(Stated goal): Rewrite the stretch of data from the start through the line containing "252, 303, 354]]", replacing "wooden" with "timber" and leaving everything else unchanged. Give only those lines.

(Material provided):
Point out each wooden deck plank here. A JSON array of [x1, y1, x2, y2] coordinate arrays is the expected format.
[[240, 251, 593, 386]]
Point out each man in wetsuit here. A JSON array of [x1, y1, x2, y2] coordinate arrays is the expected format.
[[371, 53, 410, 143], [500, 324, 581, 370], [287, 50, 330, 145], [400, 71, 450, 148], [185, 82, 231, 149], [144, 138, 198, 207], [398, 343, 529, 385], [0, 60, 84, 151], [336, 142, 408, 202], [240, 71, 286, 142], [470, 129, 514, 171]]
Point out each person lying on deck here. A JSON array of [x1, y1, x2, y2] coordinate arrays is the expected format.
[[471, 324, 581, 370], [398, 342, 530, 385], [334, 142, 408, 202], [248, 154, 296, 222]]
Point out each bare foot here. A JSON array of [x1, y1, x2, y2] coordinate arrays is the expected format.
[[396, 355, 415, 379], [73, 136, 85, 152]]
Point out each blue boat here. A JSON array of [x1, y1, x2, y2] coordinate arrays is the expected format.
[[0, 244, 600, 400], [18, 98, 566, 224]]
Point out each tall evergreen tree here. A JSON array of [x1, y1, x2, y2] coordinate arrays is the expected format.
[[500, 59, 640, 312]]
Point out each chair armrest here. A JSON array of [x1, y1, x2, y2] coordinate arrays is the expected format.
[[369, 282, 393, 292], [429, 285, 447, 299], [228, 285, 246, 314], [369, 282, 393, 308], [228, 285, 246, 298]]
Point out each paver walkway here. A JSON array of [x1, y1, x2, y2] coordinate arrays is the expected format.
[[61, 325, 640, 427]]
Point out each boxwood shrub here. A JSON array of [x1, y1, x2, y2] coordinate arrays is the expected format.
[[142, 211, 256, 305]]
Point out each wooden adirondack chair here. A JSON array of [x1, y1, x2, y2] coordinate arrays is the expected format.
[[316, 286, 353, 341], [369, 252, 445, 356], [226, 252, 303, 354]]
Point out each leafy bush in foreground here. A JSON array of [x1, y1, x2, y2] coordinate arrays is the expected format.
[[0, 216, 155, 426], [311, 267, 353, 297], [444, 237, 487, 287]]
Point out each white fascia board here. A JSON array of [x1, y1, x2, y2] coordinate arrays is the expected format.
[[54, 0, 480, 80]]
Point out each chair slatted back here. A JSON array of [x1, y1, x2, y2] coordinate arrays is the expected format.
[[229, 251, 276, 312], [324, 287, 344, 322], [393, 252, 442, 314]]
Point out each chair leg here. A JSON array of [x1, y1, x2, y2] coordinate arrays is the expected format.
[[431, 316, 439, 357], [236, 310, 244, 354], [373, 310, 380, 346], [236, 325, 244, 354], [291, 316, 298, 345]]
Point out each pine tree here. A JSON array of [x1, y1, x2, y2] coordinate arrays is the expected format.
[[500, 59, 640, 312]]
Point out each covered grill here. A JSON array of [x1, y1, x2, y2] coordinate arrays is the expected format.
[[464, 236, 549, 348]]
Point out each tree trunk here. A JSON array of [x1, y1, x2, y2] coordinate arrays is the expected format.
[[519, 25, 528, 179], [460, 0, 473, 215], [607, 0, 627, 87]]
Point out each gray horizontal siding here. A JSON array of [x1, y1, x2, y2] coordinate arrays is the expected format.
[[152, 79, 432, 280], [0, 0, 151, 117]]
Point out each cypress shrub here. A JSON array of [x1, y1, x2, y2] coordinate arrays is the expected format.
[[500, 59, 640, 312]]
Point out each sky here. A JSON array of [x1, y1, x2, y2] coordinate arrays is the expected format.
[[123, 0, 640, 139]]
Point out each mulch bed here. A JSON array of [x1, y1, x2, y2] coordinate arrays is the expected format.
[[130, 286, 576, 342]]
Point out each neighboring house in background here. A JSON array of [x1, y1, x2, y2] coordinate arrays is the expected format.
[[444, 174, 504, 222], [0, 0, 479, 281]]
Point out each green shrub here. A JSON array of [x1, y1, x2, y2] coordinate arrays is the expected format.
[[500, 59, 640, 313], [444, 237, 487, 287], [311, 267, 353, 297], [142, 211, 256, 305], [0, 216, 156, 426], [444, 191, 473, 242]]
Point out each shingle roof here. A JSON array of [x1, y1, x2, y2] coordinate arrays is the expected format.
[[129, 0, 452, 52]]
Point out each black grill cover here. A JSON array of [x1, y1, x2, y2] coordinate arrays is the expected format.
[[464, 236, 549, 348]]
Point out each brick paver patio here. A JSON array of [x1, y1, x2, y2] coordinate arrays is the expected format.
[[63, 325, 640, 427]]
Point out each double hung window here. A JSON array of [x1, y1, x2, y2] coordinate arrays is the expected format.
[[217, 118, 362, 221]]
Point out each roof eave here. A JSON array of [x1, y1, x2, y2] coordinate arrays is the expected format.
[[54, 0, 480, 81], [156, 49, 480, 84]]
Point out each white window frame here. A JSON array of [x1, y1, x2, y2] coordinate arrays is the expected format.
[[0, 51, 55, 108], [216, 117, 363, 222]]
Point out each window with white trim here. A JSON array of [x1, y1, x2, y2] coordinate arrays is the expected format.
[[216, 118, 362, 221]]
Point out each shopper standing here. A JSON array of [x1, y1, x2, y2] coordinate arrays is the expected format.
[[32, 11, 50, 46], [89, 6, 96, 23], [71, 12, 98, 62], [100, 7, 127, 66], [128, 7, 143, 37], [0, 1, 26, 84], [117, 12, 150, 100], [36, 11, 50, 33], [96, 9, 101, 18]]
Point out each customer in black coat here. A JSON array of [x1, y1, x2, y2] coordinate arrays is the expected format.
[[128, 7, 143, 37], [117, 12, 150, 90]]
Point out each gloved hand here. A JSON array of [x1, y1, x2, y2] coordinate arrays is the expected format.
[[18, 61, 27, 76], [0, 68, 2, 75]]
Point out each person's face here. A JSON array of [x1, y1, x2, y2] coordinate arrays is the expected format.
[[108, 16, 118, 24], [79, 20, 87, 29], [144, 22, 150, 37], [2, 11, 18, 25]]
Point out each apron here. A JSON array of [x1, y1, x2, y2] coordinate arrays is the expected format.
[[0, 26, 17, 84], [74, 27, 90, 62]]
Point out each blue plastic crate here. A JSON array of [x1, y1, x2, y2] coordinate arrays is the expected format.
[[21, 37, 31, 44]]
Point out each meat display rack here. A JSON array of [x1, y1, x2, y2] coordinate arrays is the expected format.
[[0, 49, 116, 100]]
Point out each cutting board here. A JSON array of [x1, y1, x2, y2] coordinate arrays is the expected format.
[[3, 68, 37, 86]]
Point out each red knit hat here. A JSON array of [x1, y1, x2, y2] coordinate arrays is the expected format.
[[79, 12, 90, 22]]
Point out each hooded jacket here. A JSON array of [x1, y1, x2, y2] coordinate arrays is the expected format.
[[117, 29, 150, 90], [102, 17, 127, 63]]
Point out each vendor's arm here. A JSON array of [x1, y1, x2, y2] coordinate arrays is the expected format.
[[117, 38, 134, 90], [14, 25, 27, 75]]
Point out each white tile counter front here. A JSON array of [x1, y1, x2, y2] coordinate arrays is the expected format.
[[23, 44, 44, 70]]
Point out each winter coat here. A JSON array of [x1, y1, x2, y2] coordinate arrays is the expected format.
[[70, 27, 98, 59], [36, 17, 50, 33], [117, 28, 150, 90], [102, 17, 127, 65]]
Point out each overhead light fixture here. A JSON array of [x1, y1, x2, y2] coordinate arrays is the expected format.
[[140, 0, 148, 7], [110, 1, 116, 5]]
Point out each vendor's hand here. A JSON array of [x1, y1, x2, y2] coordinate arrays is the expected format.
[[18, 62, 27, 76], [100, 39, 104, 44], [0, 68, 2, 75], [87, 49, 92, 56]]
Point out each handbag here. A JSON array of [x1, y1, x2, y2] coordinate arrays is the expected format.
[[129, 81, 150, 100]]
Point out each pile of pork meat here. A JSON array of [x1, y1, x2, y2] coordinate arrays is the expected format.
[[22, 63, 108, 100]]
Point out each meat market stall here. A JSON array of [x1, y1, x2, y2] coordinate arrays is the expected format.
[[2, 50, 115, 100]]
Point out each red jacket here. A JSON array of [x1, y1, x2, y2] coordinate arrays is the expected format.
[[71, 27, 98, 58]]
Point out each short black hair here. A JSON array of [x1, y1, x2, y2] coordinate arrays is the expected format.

(Finished exercise):
Point out each timber deck plank here. A JSON array of [x1, y1, x2, y2] coordinate arrays is the expected format.
[[240, 251, 593, 386]]
Point out each man in wetsuit here. A JSON array of [x1, y1, x2, y2] coordinate arrays is the expected format.
[[371, 53, 410, 143], [500, 324, 581, 370], [287, 50, 330, 145], [400, 71, 450, 148], [185, 82, 231, 149], [144, 138, 198, 207], [398, 343, 529, 385], [0, 60, 84, 151], [336, 142, 408, 202], [240, 71, 286, 142], [470, 129, 514, 171]]
Point out each person lying on deck here. A JSON array of [x1, y1, x2, y2] coordinate arrays is the expected format.
[[471, 324, 581, 370], [398, 342, 530, 385], [334, 142, 408, 202], [248, 154, 296, 222]]
Point out each bare foot here. A JSON array of [x1, y1, x2, y2] coordinate arrays is the expected format.
[[396, 355, 415, 379], [73, 136, 85, 152]]
Point out each blue boat here. A JSON array of [x1, y1, x2, y2] coordinate arrays is the expected format.
[[0, 244, 600, 400], [18, 98, 566, 224]]
Point out each tall evergreen tree here. A JSON array of [x1, y1, x2, y2] coordinate arrays is the expected format.
[[500, 59, 640, 312]]
Point out each chair armrest here. A JSON array of [x1, y1, x2, y2] coordinate arrays is the expected format.
[[369, 282, 393, 292], [429, 285, 447, 299], [228, 285, 246, 314], [369, 282, 393, 308], [228, 285, 246, 298]]
Point out each paver walkway here. A JSON array of [x1, y1, x2, y2] coordinate arrays is the expected format.
[[61, 325, 640, 427]]
Point out each boxwood shrub here. A JSON array of [x1, y1, x2, y2] coordinate arrays is the expected format.
[[142, 211, 256, 305]]
Point out each timber adirondack chair here. A JSON array of [x1, y1, x2, y2] coordinate arrays is the expected format.
[[316, 286, 353, 341], [369, 252, 445, 356], [226, 252, 303, 354]]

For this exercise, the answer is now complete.